> STUDY MATERIAL:
+-------+
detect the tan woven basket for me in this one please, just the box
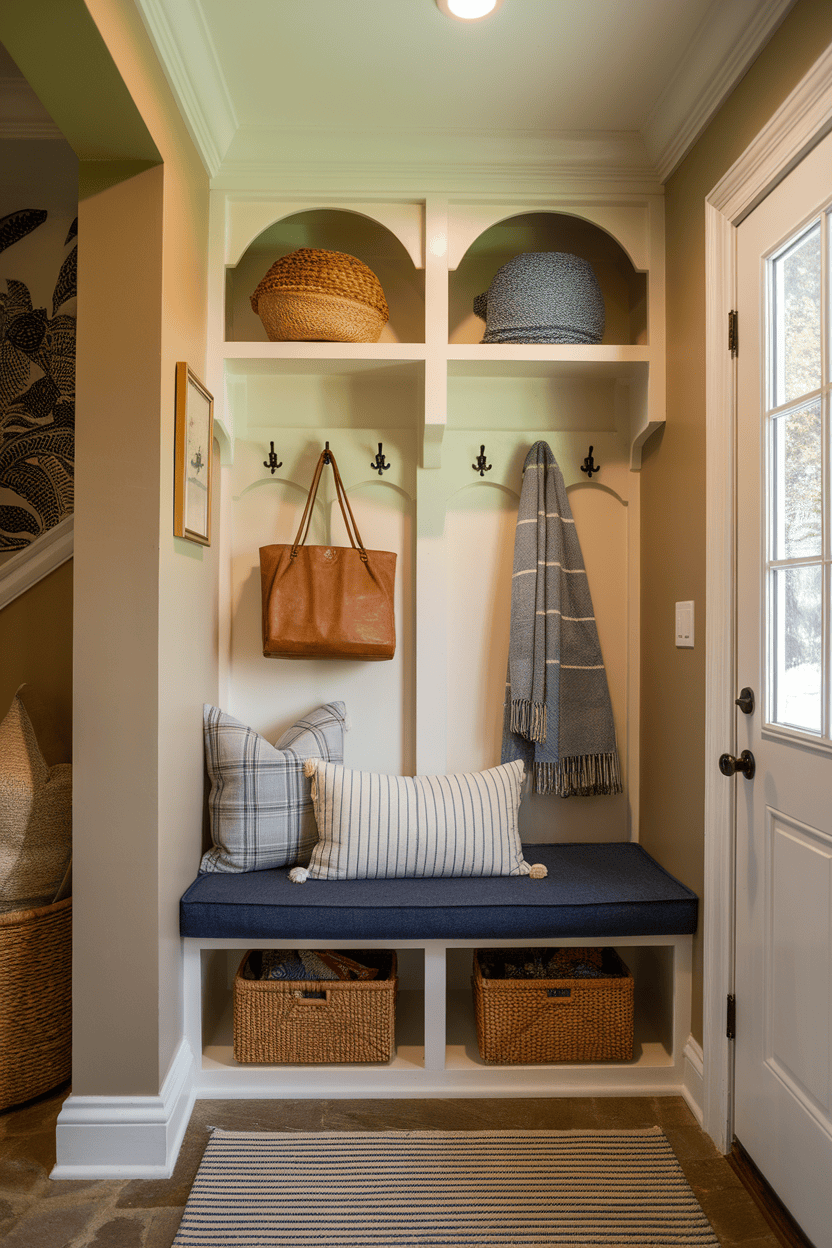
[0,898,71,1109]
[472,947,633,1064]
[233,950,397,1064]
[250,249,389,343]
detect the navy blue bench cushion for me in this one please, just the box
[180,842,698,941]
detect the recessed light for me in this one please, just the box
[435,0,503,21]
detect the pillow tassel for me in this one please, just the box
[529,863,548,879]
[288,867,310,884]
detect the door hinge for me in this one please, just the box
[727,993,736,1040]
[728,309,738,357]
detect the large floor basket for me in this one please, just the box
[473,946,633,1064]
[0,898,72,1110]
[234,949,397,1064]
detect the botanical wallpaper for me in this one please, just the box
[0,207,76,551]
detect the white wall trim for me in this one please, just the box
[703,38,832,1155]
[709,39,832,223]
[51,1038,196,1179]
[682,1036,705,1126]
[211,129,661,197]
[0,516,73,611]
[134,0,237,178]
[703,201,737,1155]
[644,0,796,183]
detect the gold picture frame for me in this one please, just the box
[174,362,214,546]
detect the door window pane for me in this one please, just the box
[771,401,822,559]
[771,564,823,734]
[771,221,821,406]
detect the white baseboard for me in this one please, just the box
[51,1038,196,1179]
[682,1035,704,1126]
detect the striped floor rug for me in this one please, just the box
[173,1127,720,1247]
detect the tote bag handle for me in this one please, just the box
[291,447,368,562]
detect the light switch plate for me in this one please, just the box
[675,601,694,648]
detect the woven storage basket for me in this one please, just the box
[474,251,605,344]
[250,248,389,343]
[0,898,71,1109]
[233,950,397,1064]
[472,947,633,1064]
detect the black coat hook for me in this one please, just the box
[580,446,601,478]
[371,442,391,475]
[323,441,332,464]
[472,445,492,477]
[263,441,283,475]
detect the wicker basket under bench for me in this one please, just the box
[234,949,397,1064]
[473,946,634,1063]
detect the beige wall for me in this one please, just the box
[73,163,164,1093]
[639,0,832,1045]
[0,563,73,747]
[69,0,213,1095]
+-------+
> EXERCISE INSTRUCTIONS: Everything in the listing, except its images, should be set down exactly.

> SOLUTION TO THE PROBLEM:
detect the tan woven basket for me in this one please, just the box
[0,898,71,1109]
[472,947,633,1064]
[233,950,397,1064]
[250,249,389,343]
detect the navy blue bench cushion for me in this one please, just the box
[180,842,698,941]
detect the recessed light for me in this one please, just the box
[435,0,503,21]
detect the pillow tassel for me in this one please, just the box
[529,863,548,879]
[288,867,310,884]
detect the door hinge for me in this one please, just the box
[727,993,736,1040]
[728,309,738,357]
detect the large floor basket for me in this one please, just the box
[473,946,633,1064]
[0,898,72,1110]
[234,949,397,1064]
detect the botanical wallpaper for me in this one please, just the box
[0,207,76,551]
detect the white wall trim for me in this one please, just the box
[703,38,832,1155]
[709,39,832,223]
[51,1038,196,1179]
[682,1036,705,1126]
[211,129,661,197]
[0,516,73,611]
[134,0,237,178]
[703,201,737,1155]
[644,0,796,183]
detect the gold picture frame for me in this one please, just the box
[174,362,214,546]
detect the door window pane for me in this one please, just the box
[771,401,822,559]
[771,564,823,734]
[771,221,821,406]
detect the white baseboard for me in this one please, just the box
[51,1038,196,1179]
[682,1035,704,1126]
detect the striped floor rug for me in this one please, just the box
[173,1127,720,1247]
detect the tote bag handle for me in this one please, just the box
[291,447,368,562]
detect the light switch plate for me in this one please, just the box
[675,601,694,648]
detect the woven storage basket for me in this one please, just the box
[474,251,605,344]
[250,248,389,343]
[0,898,71,1109]
[233,950,397,1064]
[472,947,633,1064]
detect the black coat hook for me in this one please, just the box
[580,446,601,478]
[371,442,391,475]
[323,441,332,464]
[472,445,492,477]
[263,441,283,475]
detect the wicker basket under bench for me in this one please, just the box
[234,949,397,1064]
[473,946,634,1063]
detect the beige wall for me in this one please, just the box
[73,163,164,1093]
[639,0,832,1045]
[0,563,73,747]
[69,0,213,1095]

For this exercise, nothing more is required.